Dataset rows showing where objects appear
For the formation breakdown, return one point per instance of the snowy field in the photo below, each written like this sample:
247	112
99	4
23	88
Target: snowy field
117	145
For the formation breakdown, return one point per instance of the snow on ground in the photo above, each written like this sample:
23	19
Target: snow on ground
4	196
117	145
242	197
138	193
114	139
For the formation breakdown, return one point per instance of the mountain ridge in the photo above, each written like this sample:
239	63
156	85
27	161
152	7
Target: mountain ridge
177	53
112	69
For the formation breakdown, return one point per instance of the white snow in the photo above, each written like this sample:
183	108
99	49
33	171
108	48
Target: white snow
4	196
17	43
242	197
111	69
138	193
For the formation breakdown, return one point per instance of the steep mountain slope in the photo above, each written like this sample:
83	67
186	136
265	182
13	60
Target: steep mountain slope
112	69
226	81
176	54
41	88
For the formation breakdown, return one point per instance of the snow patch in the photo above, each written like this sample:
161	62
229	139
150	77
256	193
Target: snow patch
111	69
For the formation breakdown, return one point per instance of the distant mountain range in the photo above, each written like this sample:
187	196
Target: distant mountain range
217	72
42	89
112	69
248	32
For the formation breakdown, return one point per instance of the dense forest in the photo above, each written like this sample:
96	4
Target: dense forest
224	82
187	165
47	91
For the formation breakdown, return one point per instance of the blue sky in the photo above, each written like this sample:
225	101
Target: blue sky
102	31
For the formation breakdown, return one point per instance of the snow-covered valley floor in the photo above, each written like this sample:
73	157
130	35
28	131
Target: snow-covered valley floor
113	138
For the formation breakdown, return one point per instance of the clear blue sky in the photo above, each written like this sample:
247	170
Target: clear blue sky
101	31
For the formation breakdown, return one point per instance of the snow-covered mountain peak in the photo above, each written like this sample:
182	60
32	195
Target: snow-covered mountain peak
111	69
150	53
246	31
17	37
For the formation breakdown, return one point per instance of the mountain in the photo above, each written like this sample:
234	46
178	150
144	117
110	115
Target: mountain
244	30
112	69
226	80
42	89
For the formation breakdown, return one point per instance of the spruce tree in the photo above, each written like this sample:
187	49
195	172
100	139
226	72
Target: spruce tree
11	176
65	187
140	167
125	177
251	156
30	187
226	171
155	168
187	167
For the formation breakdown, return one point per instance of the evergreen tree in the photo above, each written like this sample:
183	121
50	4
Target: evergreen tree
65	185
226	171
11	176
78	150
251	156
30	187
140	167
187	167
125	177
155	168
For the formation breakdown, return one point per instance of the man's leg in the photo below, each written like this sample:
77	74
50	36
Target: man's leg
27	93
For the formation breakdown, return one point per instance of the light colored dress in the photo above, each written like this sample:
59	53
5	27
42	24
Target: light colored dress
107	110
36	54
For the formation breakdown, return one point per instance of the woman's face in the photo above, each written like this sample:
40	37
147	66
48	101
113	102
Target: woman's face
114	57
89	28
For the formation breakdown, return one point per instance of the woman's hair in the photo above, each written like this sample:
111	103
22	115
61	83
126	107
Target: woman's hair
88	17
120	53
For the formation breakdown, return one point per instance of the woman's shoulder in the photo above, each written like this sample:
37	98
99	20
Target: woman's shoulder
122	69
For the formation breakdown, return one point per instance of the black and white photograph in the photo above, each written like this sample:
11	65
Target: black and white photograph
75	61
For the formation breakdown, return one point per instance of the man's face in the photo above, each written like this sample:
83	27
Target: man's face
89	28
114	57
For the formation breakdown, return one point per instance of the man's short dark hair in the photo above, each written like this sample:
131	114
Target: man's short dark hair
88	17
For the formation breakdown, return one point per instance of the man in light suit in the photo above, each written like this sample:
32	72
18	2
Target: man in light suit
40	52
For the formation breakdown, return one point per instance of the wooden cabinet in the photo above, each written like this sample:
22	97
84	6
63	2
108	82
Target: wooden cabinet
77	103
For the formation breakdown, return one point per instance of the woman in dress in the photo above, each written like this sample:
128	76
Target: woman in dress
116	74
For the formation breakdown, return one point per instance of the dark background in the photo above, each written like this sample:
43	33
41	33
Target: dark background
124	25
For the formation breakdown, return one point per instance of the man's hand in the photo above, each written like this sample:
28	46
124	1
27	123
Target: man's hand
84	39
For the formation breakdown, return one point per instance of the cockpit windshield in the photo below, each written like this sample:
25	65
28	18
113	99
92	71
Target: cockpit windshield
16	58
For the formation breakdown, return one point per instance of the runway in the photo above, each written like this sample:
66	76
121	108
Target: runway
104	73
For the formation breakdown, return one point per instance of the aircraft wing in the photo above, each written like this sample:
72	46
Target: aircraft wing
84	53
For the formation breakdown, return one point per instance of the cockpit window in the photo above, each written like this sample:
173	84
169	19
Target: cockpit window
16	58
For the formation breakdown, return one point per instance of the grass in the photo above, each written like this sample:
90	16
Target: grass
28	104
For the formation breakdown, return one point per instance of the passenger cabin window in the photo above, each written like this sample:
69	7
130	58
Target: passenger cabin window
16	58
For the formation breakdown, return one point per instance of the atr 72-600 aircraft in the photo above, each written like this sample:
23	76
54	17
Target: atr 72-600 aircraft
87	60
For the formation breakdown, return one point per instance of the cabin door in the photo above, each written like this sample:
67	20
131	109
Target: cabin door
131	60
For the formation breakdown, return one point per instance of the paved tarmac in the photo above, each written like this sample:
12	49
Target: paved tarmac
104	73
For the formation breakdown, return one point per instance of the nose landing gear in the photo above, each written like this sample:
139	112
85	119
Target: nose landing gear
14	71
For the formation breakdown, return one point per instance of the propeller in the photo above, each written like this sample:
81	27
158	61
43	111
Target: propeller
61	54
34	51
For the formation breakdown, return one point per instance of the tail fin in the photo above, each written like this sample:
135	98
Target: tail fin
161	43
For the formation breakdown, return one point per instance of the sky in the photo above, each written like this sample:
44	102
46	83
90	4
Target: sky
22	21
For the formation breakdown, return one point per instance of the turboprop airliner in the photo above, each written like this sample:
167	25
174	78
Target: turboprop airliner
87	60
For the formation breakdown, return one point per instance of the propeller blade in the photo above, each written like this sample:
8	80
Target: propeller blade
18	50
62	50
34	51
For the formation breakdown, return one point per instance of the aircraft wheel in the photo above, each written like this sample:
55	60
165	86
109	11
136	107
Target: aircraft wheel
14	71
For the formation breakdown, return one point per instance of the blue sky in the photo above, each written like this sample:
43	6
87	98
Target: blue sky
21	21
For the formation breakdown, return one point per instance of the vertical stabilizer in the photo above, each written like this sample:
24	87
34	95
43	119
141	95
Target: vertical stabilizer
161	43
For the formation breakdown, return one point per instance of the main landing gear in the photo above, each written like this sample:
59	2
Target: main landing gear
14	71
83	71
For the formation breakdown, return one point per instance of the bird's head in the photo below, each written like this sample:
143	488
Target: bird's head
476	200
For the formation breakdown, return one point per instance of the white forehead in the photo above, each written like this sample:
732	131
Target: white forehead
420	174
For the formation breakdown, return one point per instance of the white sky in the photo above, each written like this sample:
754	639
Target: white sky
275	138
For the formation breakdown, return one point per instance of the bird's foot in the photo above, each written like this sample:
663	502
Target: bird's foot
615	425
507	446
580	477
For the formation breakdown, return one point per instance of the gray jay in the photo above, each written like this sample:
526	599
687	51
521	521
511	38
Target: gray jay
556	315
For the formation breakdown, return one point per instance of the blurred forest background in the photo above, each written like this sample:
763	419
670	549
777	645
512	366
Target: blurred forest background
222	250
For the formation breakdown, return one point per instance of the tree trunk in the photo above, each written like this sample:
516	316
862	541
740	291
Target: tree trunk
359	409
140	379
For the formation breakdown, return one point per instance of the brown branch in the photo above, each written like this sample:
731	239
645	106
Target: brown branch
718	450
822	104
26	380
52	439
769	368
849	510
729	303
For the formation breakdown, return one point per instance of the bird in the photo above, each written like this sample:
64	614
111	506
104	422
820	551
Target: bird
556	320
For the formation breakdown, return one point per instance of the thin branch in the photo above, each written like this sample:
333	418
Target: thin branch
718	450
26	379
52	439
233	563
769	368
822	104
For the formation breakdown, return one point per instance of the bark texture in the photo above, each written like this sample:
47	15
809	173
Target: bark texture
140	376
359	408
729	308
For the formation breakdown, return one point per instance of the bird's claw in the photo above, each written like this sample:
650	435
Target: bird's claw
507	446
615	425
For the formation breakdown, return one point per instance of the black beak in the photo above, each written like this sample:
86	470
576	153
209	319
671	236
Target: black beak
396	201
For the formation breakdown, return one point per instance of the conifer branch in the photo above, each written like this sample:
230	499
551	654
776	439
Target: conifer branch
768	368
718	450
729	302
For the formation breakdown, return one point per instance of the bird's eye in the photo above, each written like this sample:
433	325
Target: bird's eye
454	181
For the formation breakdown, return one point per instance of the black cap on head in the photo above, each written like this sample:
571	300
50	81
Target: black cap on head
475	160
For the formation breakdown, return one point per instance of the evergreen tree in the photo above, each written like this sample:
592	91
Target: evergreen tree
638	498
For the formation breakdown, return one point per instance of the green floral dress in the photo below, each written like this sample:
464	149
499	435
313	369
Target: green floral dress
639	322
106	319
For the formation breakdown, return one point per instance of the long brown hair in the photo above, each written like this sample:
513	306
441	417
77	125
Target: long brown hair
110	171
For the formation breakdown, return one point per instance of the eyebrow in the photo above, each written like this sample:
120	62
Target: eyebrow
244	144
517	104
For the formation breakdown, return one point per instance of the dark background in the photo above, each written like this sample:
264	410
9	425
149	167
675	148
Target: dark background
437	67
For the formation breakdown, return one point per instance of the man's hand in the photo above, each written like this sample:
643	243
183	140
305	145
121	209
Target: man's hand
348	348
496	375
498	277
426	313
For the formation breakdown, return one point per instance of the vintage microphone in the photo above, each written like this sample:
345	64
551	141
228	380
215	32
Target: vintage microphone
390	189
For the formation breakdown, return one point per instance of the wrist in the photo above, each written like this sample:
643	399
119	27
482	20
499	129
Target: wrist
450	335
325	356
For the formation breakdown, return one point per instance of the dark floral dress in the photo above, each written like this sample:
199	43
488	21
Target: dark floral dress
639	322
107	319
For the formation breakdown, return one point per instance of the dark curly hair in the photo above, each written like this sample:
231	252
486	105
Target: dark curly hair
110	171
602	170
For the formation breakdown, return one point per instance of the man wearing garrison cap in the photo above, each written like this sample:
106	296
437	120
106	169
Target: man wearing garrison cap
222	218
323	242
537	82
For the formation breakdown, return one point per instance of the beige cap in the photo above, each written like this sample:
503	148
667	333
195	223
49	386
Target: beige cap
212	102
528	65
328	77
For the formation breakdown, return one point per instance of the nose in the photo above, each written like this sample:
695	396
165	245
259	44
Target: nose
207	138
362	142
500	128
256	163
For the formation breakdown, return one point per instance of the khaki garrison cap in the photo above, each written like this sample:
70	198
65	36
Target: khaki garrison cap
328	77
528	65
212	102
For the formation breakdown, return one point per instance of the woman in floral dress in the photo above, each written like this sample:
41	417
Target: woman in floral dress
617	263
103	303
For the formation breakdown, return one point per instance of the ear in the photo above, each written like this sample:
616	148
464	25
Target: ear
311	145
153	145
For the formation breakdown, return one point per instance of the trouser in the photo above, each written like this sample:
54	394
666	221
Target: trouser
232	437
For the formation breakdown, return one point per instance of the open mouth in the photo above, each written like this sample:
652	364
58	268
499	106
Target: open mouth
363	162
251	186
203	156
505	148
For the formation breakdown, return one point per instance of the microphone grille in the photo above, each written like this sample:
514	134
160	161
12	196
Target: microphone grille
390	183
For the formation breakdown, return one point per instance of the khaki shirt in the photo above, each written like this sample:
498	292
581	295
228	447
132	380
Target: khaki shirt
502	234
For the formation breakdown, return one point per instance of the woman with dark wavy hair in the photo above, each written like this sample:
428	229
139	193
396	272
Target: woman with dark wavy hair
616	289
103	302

Work required
Reproduce the material word for word, from the line containing "the khaki garrison" through the last line of the material.

Full output
For the formation breakdown, return one point per instance of the khaki garrison cap in the photo above, each written like this sample:
70	198
65	36
Target: khaki garrison cap
328	77
528	65
212	102
For the formation breakdown, return one point per instance of the woman in floral dress in the photo above, each written like this sample:
41	417
Target: woman in floral dress
617	263
103	303
For the formation breakdown, return one point per instance of the ear in the photo above, each written like this sample:
616	148
464	25
Target: ear
311	145
153	145
For the formation breakdown, return one point per instance of the trouser in the photo above, each written like this sample:
54	394
666	221
Target: trouser
232	437
For the formation breakdown, return one point per instance of the open mouth in the photo above, each written like this sample:
652	364
58	268
499	106
Target: open mouth
363	162
251	186
203	156
505	148
For the formation breakdown, return one point per instance of the microphone grille in the photo above, each written like this sample:
514	134
160	161
12	196
Target: microphone grille
390	183
For the formation breakdown, return one point per instance of the khaki shirt in the photo above, each written like this sample:
498	292
581	295
228	447
132	380
Target: khaki shirt
502	234
For the formation breakdown, return one point per instance of the woman with dark wavy hair in the photo above, each written like this sample:
428	229
139	193
396	272
Target: woman with dark wavy hair
616	289
103	302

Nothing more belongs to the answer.